> GIVEN EXERCISE: Reproduce verbatim the lines of the records below, beginning with the line that contains "Could you point to the chair" and continuing through the line that contains "point(1300, 742)". Include both end lines and nothing else.

> INFORMATION GIVEN:
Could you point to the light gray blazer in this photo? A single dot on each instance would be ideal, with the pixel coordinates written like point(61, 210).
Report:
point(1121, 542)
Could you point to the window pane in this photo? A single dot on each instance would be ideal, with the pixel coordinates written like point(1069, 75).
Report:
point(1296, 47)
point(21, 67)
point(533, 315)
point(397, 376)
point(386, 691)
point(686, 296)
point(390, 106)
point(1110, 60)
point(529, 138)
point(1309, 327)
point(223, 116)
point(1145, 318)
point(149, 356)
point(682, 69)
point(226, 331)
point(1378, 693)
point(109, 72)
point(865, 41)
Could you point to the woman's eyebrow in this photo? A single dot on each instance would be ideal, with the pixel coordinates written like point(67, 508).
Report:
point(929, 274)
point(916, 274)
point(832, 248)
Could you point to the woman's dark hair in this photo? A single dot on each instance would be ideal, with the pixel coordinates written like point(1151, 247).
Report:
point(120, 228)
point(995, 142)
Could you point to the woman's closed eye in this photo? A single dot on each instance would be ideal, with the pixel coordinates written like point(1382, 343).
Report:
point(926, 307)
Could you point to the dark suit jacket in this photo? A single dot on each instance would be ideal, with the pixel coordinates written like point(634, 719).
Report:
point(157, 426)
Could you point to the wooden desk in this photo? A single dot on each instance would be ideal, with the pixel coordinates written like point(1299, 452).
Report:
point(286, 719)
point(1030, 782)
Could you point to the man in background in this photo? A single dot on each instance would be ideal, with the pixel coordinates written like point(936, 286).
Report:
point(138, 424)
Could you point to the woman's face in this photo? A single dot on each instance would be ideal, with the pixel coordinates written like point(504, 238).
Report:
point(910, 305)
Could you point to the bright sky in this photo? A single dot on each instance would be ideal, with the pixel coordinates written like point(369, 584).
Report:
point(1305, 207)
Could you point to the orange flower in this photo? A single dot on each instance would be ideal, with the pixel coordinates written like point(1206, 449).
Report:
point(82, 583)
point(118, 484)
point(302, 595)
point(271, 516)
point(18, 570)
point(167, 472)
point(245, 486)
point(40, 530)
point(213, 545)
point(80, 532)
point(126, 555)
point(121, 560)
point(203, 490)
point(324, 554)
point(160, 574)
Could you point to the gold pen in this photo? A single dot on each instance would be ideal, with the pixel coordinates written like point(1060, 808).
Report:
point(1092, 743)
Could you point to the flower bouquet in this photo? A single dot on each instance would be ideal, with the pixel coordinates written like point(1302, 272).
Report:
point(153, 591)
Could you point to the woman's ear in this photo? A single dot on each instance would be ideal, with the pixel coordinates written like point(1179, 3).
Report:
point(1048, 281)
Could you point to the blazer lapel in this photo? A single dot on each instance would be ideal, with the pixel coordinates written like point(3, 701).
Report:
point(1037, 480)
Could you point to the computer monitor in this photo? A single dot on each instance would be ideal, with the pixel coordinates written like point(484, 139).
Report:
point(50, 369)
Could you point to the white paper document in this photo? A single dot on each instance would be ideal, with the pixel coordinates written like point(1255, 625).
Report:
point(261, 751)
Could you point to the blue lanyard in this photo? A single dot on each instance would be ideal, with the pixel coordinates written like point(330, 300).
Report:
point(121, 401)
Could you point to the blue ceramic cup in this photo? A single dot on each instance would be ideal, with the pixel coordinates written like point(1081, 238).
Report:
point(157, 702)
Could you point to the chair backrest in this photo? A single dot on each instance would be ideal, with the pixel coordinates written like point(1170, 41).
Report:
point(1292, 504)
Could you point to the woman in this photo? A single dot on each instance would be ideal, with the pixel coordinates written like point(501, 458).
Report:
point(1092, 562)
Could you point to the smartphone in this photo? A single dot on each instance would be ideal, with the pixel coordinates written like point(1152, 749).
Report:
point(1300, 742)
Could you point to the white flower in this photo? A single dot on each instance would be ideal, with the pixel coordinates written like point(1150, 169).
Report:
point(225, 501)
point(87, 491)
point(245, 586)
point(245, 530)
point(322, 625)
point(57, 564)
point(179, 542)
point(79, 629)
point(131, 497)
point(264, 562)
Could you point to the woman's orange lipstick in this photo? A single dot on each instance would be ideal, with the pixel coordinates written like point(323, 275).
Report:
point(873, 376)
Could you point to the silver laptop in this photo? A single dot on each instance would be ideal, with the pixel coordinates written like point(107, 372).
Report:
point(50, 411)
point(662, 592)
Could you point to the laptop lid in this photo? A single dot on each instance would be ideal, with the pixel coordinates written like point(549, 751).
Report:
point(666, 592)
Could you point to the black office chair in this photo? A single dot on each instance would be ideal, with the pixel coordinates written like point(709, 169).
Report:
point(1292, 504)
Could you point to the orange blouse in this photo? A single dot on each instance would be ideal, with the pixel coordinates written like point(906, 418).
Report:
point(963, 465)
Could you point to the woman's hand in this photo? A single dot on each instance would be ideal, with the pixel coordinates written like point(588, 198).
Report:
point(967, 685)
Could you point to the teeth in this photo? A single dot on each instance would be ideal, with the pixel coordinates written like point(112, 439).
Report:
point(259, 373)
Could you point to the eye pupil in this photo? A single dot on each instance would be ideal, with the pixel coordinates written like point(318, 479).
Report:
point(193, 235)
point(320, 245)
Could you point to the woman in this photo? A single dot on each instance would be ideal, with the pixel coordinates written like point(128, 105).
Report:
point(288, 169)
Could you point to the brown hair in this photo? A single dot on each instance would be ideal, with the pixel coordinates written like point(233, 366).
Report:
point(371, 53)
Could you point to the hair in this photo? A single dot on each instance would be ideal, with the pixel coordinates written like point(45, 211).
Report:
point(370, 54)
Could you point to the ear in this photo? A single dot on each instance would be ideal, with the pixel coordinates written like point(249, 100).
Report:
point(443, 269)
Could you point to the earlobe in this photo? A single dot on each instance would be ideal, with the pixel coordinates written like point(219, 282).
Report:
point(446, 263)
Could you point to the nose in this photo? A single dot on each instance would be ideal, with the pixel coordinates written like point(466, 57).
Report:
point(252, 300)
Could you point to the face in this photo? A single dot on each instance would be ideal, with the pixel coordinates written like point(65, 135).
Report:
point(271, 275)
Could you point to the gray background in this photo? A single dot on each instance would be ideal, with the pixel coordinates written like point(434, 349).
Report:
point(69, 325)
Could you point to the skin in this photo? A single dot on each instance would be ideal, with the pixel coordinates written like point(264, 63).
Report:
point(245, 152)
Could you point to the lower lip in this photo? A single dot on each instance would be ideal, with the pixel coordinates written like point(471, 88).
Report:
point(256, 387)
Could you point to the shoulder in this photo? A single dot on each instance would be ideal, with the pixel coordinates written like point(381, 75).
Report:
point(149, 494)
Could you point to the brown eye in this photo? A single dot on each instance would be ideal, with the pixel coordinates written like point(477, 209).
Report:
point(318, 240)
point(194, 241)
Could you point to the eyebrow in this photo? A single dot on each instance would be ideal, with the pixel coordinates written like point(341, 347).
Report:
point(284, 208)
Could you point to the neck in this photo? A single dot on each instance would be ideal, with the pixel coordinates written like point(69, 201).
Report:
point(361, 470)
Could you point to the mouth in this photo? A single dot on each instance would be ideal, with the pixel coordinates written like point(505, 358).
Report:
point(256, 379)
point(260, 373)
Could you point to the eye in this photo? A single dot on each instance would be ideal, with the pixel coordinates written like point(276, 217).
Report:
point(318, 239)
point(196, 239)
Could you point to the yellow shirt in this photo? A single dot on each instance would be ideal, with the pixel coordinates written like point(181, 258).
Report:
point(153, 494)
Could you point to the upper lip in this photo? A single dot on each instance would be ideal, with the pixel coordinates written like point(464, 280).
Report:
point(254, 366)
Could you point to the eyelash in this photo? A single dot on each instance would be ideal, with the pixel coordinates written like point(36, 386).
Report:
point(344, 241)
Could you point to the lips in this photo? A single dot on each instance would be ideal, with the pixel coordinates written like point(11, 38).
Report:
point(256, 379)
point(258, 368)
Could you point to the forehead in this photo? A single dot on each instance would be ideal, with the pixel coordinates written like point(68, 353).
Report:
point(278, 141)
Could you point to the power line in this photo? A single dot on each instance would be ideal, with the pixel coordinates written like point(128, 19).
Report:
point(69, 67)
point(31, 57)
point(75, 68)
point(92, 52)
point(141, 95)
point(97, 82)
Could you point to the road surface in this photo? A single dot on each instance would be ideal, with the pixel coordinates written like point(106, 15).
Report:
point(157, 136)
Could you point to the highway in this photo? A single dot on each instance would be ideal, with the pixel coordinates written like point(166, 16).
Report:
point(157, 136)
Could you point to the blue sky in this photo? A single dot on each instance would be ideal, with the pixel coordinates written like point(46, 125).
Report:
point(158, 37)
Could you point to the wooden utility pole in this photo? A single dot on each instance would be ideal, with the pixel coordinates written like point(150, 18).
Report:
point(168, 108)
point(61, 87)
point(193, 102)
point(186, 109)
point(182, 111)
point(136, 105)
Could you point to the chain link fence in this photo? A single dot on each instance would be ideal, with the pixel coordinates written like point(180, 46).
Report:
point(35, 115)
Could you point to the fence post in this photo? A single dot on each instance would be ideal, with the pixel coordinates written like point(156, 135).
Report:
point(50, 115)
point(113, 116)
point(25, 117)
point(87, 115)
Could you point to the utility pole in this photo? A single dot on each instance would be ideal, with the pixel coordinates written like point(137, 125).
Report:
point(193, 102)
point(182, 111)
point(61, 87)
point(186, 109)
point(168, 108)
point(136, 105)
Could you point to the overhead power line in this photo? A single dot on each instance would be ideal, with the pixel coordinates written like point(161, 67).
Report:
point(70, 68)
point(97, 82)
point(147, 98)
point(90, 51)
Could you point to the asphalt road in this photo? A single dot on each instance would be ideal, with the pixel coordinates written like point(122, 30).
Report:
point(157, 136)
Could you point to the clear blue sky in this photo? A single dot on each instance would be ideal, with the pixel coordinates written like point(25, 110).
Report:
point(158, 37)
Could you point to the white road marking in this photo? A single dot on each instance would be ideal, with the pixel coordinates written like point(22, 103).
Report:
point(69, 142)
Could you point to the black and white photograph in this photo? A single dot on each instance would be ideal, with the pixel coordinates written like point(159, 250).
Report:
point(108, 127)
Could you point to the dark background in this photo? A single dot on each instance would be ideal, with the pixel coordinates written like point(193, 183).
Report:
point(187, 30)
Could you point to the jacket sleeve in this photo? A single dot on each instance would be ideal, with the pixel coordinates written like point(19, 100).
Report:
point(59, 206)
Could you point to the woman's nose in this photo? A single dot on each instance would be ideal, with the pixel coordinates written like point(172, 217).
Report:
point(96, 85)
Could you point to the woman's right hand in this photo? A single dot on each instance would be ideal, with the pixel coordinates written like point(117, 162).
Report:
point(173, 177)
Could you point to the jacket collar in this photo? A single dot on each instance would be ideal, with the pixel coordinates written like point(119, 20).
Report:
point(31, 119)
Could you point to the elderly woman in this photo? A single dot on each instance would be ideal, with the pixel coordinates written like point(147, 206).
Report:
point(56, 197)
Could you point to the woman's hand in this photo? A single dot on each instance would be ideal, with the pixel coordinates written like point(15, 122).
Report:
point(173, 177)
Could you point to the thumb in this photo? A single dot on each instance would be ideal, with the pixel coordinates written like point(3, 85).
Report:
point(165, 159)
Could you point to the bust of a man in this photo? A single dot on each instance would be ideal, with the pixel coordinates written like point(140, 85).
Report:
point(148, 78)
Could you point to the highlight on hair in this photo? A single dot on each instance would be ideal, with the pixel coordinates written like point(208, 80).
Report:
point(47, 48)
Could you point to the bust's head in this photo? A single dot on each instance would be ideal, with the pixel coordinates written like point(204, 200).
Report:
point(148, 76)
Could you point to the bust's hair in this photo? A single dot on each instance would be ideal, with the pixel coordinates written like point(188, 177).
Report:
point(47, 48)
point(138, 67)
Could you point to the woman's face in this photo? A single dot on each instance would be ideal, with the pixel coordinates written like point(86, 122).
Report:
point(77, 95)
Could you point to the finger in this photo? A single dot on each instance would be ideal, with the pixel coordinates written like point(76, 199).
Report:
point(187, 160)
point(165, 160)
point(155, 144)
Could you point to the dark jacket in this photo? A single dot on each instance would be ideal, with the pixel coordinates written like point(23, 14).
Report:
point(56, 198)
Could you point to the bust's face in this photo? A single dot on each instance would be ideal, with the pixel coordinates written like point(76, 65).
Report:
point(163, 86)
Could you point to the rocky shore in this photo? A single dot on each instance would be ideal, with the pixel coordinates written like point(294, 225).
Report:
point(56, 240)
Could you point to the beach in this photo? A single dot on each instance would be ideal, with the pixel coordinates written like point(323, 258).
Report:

> SOLUTION BELOW:
Could you point to the chair backrest in this photo? A single dot on each instance would be ideal, with the pixel coordinates written like point(1170, 41).
Report:
point(1292, 504)
Could you point to the woman in this photo? A single dot on each instance would be ideal, with the pixel coordinates written like point(501, 458).
Report:
point(1092, 562)
Could you point to the smartphone in this photo? A single dot on each instance would be ideal, with the pixel coordinates written like point(1152, 749).
Report:
point(1300, 742)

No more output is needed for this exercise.